* _Instructions to follow_: Locate every line in the rows below that contains the word "temple", and copy each of those lines. Only matches with the same capitalization count.

Saved data entries:

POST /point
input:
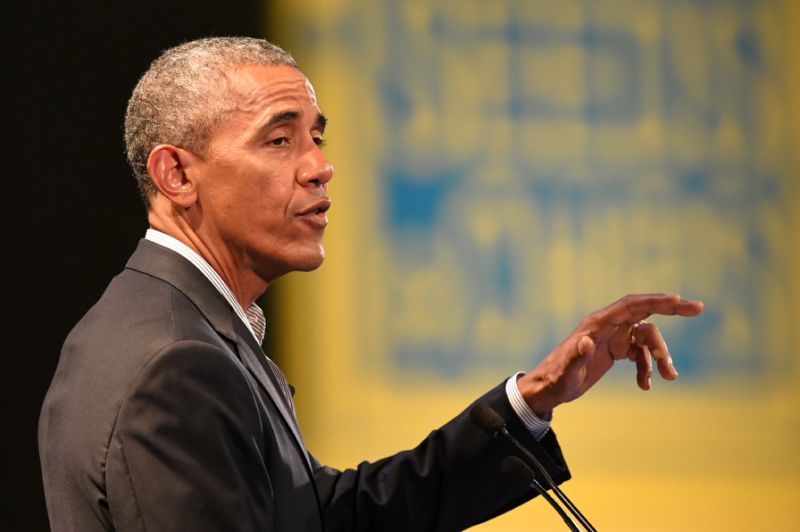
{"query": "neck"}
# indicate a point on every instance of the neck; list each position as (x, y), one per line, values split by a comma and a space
(245, 284)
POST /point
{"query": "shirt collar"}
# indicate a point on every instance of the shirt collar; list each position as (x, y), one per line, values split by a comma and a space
(253, 317)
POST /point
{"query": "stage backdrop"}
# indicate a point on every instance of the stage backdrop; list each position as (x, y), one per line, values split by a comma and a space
(502, 169)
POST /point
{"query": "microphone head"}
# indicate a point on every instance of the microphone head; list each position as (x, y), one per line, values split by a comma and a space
(516, 468)
(486, 418)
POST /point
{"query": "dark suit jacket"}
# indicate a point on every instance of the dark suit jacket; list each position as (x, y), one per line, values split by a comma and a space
(163, 415)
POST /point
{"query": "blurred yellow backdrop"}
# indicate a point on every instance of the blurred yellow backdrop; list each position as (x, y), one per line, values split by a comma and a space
(503, 168)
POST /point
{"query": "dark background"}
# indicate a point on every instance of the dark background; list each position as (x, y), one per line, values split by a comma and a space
(72, 213)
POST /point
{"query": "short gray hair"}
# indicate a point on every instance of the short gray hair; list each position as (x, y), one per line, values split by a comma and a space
(185, 93)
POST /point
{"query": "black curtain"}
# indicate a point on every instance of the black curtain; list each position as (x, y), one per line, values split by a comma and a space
(72, 213)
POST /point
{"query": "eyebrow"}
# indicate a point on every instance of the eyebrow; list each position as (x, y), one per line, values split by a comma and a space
(288, 116)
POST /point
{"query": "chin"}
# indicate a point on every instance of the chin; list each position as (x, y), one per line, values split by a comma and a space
(311, 261)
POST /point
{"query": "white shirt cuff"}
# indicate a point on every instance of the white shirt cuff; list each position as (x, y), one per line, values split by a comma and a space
(537, 427)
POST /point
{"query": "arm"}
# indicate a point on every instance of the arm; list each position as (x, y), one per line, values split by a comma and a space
(185, 452)
(450, 481)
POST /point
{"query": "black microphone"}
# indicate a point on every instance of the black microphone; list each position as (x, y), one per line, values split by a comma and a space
(517, 468)
(493, 423)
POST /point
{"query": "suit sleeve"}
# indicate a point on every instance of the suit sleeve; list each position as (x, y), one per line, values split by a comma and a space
(185, 452)
(450, 481)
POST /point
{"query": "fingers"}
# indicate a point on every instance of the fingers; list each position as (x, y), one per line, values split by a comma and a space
(636, 307)
(647, 336)
(644, 366)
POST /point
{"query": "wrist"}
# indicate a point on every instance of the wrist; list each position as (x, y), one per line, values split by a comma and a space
(534, 391)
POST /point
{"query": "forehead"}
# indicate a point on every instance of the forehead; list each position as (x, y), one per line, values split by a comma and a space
(261, 88)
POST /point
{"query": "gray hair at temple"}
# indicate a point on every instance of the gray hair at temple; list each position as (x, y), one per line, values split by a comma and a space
(185, 93)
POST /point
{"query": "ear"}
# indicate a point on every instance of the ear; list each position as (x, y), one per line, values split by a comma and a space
(167, 168)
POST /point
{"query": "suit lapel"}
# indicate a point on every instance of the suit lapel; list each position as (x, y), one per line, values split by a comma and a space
(255, 361)
(158, 261)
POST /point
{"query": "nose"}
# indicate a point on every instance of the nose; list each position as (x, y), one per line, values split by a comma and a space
(316, 169)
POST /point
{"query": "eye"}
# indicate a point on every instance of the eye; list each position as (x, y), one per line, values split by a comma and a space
(280, 141)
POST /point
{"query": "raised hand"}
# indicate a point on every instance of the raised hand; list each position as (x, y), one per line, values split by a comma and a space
(612, 333)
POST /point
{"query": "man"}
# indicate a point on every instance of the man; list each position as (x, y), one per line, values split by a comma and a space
(164, 413)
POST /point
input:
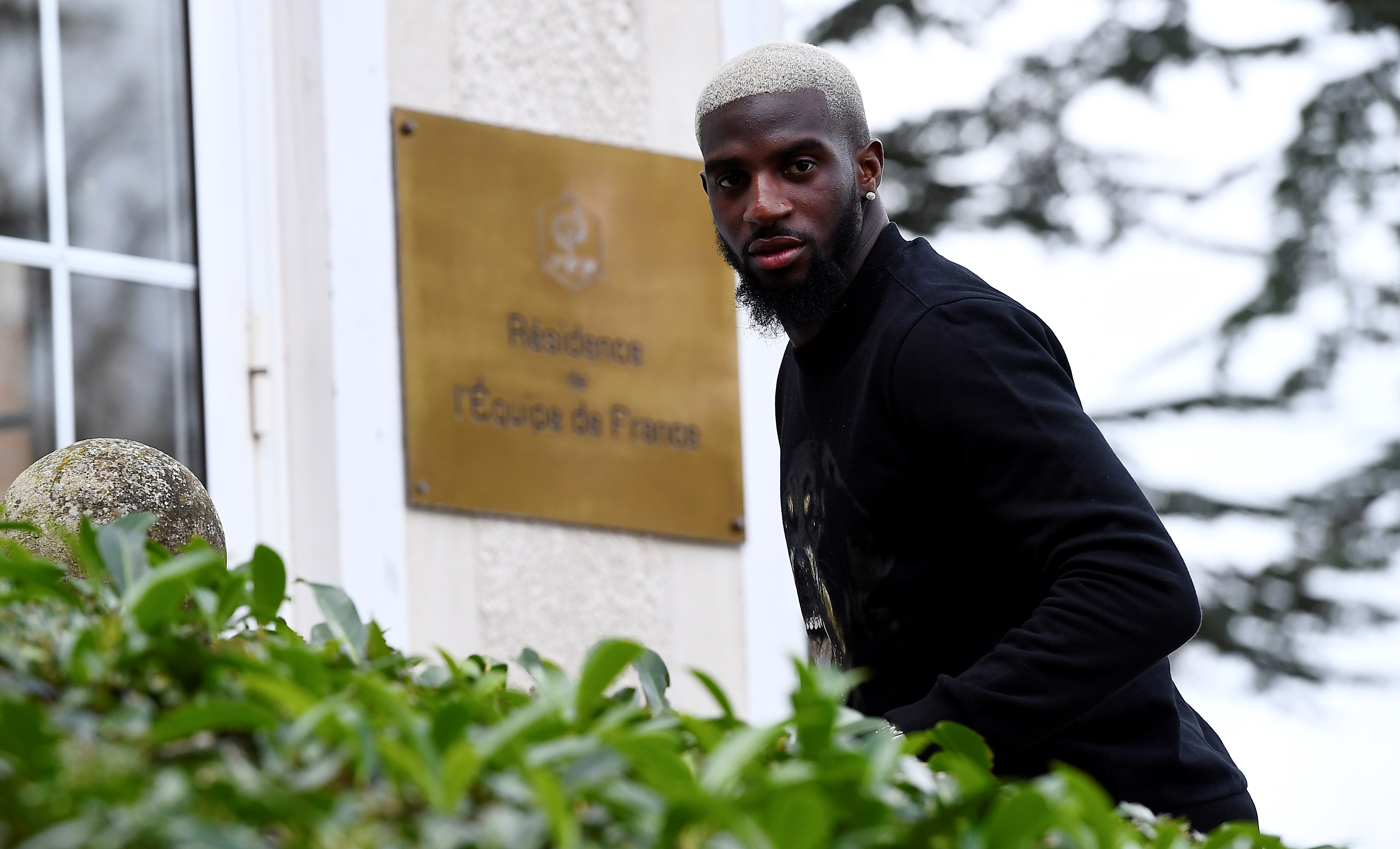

* _Expected answer_:
{"query": "gray hair at temple"}
# indicate a point on every instance of the gray hair at temple; list each position as (x, y), one per line, values split by a comma and a space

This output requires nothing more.